* _DIRECTIONS_:
**1)** In the notes on domestic debt composition, reproduce the passage starting at "Economic Implications: Prolongs" and ending at "(low vs. peers).", swapping "liquidity squeezes" for "liquidity shortages".
**2)** Carry on the notes on domestic debt composition from the point where they stop.

* _EXTRACT TO READ_:
══════
4. Domestic Debt Composition — Additional Notes

The structure favors long-term instruments: Treasury Bonds (59.2%), Treasury Bills (38.2%), Other government securities (2.6%). Government raised TZS 327.7 billion in October, shifting 55% to bonds for maturity extension (average 8.2 years).

Implication: The government continues shifting toward long-term borrowing (bonds) to reduce refinancing pressure and stabilize debt servicing costs (interest at 6.5% of budget). This lowers rollover risks (from 25% in 2024), supporting fiscal space for 34% budget growth in FY2025/26, but higher bond issuance could elevate yields if private demand lags, per Afreximbank analysis.

Economic Implications: Prolongs maturity profile (up from 6.5 years), curbing liquidity squeezes and aiding 4.7-month reserve cover. Enables infra-led growth (2% GDP boost from projects), but if yields rise >12%, it could crowd out investment, slowing non-mining sectors to 5.5%.

5. Key Takeaways

  • Total domestic debt: TZS 38.1 trillion, up 1.8% MoM, financing 40% of budget amid 13.1% tax-to-GDP (low vs. peers).
══════
* _DATA BLOCK_:
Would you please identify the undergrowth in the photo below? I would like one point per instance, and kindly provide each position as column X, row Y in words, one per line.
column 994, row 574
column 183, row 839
══════
* _RESPONSES FOR EACH TASK_:
**1)**
Economic Implications: Prolongs maturity profile (up from 6.5 years), curbing liquidity shortages and aiding 4.7-month reserve cover. Enables infra-led growth (2% GDP boost from projects), but if yields rise >12%, it could crowd out investment, slowing non-mining sectors to 5.5%.

5. Key Takeaways

  • Total domestic debt: TZS 38.1 trillion, up 1.8% MoM, financing 40% of budget amid 13.1% tax-to-GDP (low vs. peers).

**2)**
  • Major creditors: Commercial Banks (35%), Bank of Tanzania (29.9%), Pension Funds (16.4%)—financial sector holds 81.3%.
  • Domestic debt remains dominated by the financial sector: Stable but exposed; banking balance sheets 25% tied to sovereigns.

Broader Economic Implications: This composition ensures low-cost funding (average rate 10.8%), underpinning 6% GDP growth and single-digit inflation, per World Bank. It mitigates FX risks (69.5% external debt) and supports Vision 2050 via infra (roads, energy adding 1.5% growth). Yet, crowding-out risks private credit (16.1% YoY vs. 20% target), impacting jobs (youth unemployment 13.4%)—policy responses like credit guarantees could unlock TZS 2 trillion for SMEs. Sustained at 17% GDP, it signals resilience, but diversification (e.g., green bonds) is key to avoid transmission lags to lending rates.